[foms] Proposal: adaptive streaming using open codecs
Andy Berkheimer
andyberkheimer at youtube.com
Mon Nov 1 18:08:41 PDT 2010
On Mon, Nov 1, 2010 at 6:33 PM, Christopher Blizzard
<blizzard at mozilla.com> wrote:
> On 10/29/2010 6:09 PM, Silvia Pfeiffer wrote:
>> Actually, my son frequently does that with the YouTube videos he
>> watches - he will open 20 tabs of YouTube videos put them al briefly
>> on "play" then "pause" so that they start downloading - then go off do
>> something else for a bit and come back later to watch one after the
>> other. It's very useful here in Australia with the delays and
>> fluctuations in bandwidth that we get. Also, it's on a desktop and he
>> has no storage problems.
>>
>
> This is an anti-pattern to a lot of video providers. I've talked with a
> few people now who use flash media streaming because they don't want
> buffering. Lots of video providers have to pay for bandwidth (not all
> of them) and lots report people buffering 20 mins of video and end up
> only watching 1 minute of it.

> **Aim 1**:
Name every person identified by name in the mailing-list message above.
> **Aim 2**:
In the mailing-list message, why do the people Christopher Blizzard has talked with use flash media streaming?
> **Aim 3**:
Write out the portion of the mailing-list message between "[foms] Proposal: adaptive" and "no storage problems.", inclusive.

> **Data rows**:
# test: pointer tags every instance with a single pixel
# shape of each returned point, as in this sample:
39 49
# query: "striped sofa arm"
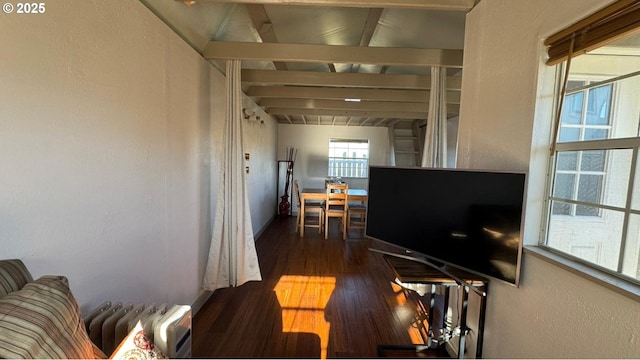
13 276
42 320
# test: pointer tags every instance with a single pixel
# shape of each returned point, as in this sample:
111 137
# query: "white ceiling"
302 58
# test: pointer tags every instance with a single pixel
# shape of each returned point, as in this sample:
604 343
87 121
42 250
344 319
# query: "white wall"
504 120
312 144
109 130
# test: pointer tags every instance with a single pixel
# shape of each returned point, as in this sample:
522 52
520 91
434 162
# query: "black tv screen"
467 218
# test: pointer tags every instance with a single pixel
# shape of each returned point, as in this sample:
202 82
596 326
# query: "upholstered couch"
40 318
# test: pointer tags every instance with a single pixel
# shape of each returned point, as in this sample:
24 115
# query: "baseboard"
200 301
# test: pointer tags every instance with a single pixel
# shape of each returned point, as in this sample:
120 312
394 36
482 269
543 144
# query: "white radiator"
168 328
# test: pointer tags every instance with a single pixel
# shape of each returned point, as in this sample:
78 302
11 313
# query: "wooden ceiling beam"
449 5
312 92
395 56
345 113
345 105
309 78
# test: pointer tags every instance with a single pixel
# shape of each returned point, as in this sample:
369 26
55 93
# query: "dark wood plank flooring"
318 299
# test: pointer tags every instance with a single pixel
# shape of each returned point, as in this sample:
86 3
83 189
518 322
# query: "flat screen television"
470 219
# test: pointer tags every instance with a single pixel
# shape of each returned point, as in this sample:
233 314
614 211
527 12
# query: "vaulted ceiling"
351 62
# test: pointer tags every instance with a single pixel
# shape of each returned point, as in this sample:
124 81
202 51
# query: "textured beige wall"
110 130
504 121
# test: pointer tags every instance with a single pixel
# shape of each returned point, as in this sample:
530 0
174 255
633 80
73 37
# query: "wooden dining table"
319 194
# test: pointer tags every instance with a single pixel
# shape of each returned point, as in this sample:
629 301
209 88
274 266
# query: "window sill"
619 285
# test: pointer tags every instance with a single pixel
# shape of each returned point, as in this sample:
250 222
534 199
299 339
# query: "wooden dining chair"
310 207
336 205
356 216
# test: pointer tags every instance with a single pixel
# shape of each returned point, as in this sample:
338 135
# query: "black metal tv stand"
414 270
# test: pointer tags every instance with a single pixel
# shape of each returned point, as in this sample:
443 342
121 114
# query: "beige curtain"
232 257
434 153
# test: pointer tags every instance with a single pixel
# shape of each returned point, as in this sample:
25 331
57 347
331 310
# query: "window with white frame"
594 192
580 174
348 158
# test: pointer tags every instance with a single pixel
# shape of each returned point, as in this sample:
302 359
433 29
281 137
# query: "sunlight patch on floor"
303 300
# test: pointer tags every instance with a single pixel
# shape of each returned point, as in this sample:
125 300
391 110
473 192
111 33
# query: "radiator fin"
169 327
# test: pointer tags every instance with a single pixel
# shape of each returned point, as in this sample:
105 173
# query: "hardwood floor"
318 299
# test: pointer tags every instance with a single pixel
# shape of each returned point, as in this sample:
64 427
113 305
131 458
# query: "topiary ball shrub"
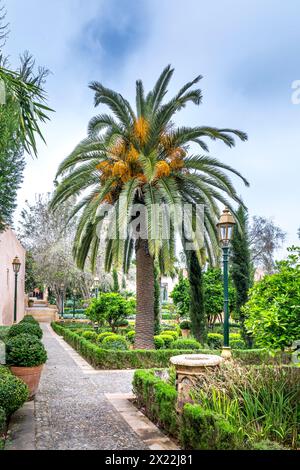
215 340
25 351
159 342
172 333
115 342
185 344
13 393
90 336
25 328
104 335
29 319
131 336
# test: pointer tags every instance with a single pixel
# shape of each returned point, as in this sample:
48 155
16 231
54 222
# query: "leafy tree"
109 308
265 238
181 296
44 235
241 269
273 310
140 157
22 108
214 294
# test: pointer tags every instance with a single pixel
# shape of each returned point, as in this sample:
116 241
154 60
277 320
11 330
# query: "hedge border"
144 359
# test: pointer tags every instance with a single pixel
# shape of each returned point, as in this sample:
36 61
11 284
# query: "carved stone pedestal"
188 369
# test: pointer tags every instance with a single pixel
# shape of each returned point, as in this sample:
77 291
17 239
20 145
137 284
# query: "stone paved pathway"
72 412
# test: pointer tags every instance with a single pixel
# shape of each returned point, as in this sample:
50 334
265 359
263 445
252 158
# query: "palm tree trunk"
145 297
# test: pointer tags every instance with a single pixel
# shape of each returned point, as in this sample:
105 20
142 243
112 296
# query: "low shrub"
186 344
143 359
25 328
115 342
90 335
205 430
158 398
159 342
215 340
104 335
13 393
25 351
185 325
172 333
114 359
131 336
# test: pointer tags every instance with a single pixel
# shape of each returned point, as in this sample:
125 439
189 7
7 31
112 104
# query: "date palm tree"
141 157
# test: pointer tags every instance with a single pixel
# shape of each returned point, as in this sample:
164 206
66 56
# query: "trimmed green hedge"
205 430
195 428
158 398
13 393
112 359
25 328
145 359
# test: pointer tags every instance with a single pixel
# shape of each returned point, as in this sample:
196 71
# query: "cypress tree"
197 309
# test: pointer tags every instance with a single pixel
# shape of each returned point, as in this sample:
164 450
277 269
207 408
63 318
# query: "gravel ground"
71 410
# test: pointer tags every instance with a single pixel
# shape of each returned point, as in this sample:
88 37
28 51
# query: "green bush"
141 359
90 335
25 351
113 359
25 328
167 339
159 342
158 398
186 344
185 325
13 393
273 310
104 335
115 342
215 340
131 336
205 430
109 308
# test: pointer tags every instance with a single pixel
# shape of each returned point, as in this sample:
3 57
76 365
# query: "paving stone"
71 410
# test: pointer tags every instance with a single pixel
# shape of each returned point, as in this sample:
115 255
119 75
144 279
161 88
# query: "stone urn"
185 333
30 375
189 367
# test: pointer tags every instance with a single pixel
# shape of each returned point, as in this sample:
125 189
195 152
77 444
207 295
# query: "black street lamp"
16 267
74 302
96 286
225 229
62 291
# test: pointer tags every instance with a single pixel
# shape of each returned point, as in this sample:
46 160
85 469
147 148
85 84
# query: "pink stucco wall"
9 248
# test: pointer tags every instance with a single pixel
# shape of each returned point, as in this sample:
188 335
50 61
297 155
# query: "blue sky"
247 51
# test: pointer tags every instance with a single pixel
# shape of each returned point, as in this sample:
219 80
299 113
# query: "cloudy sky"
247 52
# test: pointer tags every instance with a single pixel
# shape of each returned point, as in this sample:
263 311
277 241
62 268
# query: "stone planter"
185 333
30 375
188 370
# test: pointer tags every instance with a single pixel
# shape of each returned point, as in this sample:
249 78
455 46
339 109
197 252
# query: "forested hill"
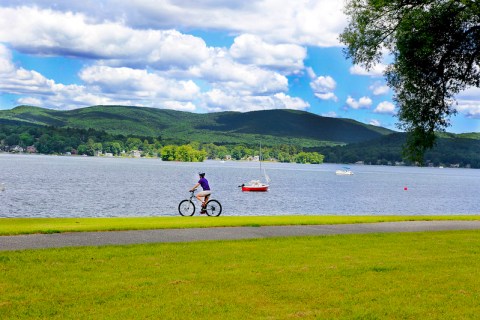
271 126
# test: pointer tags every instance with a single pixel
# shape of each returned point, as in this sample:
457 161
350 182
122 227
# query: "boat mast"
260 158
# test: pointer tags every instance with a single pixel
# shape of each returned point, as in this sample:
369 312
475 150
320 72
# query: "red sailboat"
257 185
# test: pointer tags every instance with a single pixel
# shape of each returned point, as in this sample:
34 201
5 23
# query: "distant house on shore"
136 153
31 149
16 149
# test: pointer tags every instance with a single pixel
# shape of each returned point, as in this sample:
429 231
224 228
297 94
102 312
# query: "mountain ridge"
221 127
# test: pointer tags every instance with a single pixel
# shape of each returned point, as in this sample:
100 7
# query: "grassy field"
14 226
377 276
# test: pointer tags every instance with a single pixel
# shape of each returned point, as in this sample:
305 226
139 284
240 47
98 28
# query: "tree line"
90 142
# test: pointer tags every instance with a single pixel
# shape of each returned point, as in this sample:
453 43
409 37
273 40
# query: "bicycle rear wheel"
214 208
186 208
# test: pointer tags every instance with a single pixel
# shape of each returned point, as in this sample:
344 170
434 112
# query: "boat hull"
255 188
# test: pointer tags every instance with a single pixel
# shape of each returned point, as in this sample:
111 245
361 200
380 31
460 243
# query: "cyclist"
203 195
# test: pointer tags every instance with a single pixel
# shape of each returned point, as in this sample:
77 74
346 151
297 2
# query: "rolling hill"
271 126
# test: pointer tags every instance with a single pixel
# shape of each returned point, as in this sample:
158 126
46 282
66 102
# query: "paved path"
77 239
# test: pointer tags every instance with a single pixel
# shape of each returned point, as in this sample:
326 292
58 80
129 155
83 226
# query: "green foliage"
436 49
271 127
449 150
378 276
309 157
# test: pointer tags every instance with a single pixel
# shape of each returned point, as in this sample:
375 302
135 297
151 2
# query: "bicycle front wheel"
186 208
214 208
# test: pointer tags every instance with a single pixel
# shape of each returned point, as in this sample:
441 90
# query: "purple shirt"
204 183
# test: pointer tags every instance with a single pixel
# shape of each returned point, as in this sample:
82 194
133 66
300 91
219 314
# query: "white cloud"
224 73
330 114
468 103
48 32
322 86
376 71
385 107
379 88
138 84
217 100
251 49
362 103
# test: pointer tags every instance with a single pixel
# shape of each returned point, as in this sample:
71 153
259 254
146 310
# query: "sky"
194 55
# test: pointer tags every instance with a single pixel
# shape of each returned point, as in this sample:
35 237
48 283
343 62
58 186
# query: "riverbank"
15 226
370 276
81 239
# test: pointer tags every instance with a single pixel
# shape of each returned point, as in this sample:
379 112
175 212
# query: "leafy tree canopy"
435 46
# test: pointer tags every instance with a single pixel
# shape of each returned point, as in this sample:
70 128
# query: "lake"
53 186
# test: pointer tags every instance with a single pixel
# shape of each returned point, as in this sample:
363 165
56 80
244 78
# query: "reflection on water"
49 186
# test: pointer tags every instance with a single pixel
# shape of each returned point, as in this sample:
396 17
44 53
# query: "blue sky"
197 56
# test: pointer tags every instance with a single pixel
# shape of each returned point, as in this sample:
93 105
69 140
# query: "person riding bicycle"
203 195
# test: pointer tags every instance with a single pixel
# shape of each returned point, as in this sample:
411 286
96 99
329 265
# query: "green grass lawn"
431 275
13 226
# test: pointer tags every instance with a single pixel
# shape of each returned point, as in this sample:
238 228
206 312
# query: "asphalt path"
80 239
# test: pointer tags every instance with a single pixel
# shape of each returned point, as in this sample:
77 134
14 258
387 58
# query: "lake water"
50 186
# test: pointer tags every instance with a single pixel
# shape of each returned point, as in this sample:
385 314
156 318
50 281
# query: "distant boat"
257 185
344 172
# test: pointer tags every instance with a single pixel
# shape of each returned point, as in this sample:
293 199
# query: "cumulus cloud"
468 103
217 100
251 49
330 114
31 30
138 83
323 87
303 22
225 73
376 71
385 107
103 85
362 103
379 88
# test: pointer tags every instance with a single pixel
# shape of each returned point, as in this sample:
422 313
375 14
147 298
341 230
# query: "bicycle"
186 207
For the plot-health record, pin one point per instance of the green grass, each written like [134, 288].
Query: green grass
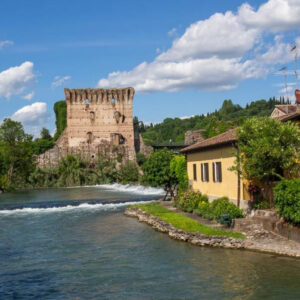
[182, 222]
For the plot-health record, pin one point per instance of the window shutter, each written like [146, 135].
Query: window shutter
[207, 172]
[220, 172]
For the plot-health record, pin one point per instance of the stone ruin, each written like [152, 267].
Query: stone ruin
[193, 136]
[99, 122]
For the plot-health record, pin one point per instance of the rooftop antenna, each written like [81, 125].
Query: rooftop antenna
[294, 49]
[283, 70]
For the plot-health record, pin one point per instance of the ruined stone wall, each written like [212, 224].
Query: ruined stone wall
[97, 120]
[193, 136]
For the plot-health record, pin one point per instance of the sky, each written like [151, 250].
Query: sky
[183, 57]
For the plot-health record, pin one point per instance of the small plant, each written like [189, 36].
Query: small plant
[140, 158]
[189, 200]
[129, 172]
[223, 206]
[287, 200]
[204, 210]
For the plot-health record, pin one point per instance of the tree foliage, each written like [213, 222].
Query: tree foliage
[60, 109]
[287, 200]
[179, 168]
[16, 155]
[157, 171]
[269, 150]
[171, 131]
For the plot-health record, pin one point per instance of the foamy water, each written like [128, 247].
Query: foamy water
[81, 207]
[127, 188]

> **Exercise output 1**:
Andy Berkheimer, Christopher Blizzard, Silvia Pfeiffer

> **Exercise output 2**:
Because they don't want buffering.

> **Exercise output 3**:
[foms] Proposal: adaptive streaming using open codecs
Andy Berkheimer
andyberkheimer at youtube.com
Mon Nov 1 18:08:41 PDT 2010
On Mon, Nov 1, 2010 at 6:33 PM, Christopher Blizzard
<blizzard at mozilla.com> wrote:
> On 10/29/2010 6:09 PM, Silvia Pfeiffer wrote:
>> Actually, my son frequently does that with the YouTube videos he
>> watches - he will open 20 tabs of YouTube videos put them al briefly
>> on "play" then "pause" so that they start downloading - then go off do
>> something else for a bit and come back later to watch one after the
>> other. It's very useful here in Australia with the delays and
>> fluctuations in bandwidth that we get. Also, it's on a desktop and he
>> has no storage problems.